*What you should do:*
Please shift every bounding-box coordinate in the answers by adding 72, and write out all the lines again, the entry text included, starting at the beginning of the entries and ending at the line that contains "179 300 321 509", both ends included. Leave the pictures out of your answer.

*Given data:*
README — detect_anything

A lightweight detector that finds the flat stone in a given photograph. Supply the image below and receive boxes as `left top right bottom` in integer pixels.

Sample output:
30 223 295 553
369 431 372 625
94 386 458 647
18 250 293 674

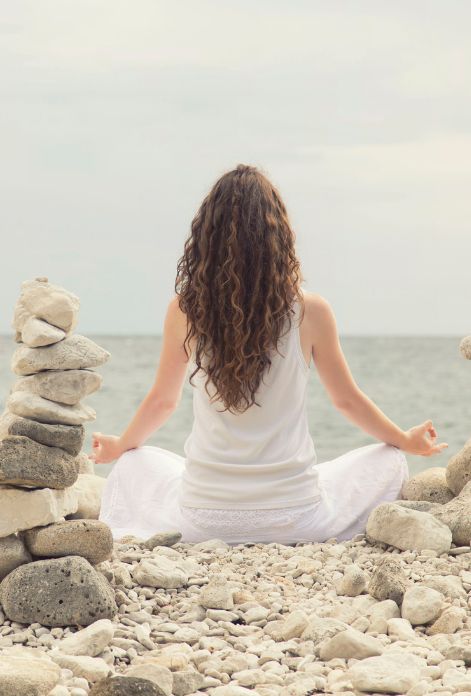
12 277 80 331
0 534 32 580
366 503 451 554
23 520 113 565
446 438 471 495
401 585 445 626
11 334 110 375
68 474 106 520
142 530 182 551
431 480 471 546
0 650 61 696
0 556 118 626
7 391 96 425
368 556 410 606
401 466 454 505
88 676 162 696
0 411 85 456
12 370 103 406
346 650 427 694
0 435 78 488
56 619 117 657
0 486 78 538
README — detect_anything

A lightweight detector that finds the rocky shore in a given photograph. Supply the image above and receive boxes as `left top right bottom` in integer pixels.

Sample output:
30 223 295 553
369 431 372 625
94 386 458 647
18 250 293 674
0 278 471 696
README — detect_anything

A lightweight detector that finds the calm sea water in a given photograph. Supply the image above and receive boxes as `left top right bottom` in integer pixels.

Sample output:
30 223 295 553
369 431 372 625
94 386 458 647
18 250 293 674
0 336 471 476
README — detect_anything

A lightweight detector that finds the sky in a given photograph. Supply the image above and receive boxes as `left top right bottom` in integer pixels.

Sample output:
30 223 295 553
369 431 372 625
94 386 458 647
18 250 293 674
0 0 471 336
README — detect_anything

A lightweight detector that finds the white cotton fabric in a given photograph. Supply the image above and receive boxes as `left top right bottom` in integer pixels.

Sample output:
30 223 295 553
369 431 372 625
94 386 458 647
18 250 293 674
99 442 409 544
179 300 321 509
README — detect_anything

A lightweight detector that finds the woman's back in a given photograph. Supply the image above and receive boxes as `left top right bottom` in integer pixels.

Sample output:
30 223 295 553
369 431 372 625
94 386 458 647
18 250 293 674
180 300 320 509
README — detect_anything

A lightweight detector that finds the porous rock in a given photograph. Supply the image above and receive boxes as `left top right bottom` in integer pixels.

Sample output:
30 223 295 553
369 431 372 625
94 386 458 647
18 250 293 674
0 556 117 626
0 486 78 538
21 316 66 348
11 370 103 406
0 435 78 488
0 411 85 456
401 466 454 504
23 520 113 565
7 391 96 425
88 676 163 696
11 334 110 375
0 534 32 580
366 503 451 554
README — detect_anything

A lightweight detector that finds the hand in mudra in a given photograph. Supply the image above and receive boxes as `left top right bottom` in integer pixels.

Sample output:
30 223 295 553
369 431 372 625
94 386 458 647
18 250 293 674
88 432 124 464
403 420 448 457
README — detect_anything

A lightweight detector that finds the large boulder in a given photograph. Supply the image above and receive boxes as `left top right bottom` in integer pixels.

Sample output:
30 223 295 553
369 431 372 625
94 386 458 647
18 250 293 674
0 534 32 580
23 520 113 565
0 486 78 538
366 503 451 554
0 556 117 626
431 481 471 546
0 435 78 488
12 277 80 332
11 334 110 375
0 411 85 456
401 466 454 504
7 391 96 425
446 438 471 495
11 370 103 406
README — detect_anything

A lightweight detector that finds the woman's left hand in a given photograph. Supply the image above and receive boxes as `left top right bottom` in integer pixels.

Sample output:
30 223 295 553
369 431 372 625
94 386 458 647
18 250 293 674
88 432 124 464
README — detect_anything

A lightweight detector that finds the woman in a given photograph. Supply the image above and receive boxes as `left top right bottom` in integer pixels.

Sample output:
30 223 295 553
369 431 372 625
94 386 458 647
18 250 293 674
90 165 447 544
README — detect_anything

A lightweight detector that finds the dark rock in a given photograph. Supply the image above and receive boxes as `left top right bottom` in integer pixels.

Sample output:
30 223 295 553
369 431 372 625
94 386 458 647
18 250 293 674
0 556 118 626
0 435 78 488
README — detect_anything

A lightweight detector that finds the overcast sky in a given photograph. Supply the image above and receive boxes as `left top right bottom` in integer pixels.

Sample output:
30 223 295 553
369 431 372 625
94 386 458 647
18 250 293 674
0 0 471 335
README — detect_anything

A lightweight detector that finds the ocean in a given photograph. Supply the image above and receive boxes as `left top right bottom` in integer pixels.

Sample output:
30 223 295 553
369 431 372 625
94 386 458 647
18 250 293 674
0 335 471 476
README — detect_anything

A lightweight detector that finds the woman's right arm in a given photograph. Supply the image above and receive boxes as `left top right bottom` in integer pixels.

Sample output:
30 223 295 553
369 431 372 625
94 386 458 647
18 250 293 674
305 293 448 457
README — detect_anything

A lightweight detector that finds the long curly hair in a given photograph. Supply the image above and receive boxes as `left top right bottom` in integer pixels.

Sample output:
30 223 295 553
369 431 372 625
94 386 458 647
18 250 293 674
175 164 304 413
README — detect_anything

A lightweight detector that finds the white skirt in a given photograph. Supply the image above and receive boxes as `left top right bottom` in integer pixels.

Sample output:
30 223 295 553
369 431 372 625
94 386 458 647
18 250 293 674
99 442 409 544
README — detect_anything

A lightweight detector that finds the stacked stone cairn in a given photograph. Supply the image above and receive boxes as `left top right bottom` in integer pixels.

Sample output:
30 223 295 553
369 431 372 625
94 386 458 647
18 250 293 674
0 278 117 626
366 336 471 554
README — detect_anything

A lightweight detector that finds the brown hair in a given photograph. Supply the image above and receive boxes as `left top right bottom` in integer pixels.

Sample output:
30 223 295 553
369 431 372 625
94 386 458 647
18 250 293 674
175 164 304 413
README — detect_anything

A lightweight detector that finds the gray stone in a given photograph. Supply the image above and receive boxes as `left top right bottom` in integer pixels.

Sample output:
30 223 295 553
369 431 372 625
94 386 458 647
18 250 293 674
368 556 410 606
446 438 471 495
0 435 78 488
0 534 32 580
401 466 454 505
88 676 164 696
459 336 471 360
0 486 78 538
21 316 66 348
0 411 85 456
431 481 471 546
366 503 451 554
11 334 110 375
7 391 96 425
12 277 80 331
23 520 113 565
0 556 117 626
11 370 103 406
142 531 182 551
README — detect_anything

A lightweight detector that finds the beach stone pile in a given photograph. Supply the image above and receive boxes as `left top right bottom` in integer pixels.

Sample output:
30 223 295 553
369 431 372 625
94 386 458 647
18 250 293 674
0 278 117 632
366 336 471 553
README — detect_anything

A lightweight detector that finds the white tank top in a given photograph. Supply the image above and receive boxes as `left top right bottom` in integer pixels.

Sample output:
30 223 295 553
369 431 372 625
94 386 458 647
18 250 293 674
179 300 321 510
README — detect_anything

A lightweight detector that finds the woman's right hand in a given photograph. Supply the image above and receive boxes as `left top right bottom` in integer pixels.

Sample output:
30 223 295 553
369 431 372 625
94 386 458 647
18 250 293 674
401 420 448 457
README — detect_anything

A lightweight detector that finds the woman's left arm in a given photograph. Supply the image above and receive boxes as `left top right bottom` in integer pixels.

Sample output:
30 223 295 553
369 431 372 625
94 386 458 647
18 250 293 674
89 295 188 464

*Worked solution:*
README — detect_anything

A lightweight detector that finds the flat stone in a given photograph. Supply the image below and receive boxes as `left top right bottom` in integer pixels.

Sample output:
30 223 295 553
369 431 372 625
94 386 458 647
18 250 293 674

84 349 152 403
72 606 104 652
438 575 523 626
95 592 185 637
518 510 543 567
473 657 517 698
83 406 182 447
140 546 178 592
214 602 254 623
503 552 543 618
72 722 133 768
72 628 190 698
79 463 168 497
440 628 482 678
473 538 526 577
160 748 234 768
72 483 157 528
84 442 175 478
418 722 499 766
72 507 150 560
128 691 189 729
72 558 150 610
README — detect_anything

A lightweight detector that finds the rocky shore in a given photograph. Supply the image above and receive boxes as `left top right bottom` in integer pixels.

Sample output:
30 223 295 553
369 431 372 625
94 386 458 647
18 250 293 674
72 350 543 768
README — detect_anything

A lightweight detector that finds the calm sea water in a given photograph. Supply the image above and receive boxes as `left top right bottom` in integer pixels.

Sample output:
30 223 295 553
369 431 372 625
94 386 458 647
18 250 293 674
72 408 543 548
README — detect_anything

A lightweight detector that finds the sky in a given photograph. Supply the image above and receive boxes as `left top right bottom` in integer pixels.

Sample output:
30 223 295 553
369 431 372 625
94 386 458 647
18 250 293 674
72 72 543 408
README — detect_anything

A lightweight detector that finds the white cotton fabric in a given photograph. Supply the image above and receive boxes as `left top right bottom` in integer pixels.

Sample output:
30 223 295 553
369 431 372 625
94 386 458 647
18 250 293 674
171 514 481 616
251 372 393 581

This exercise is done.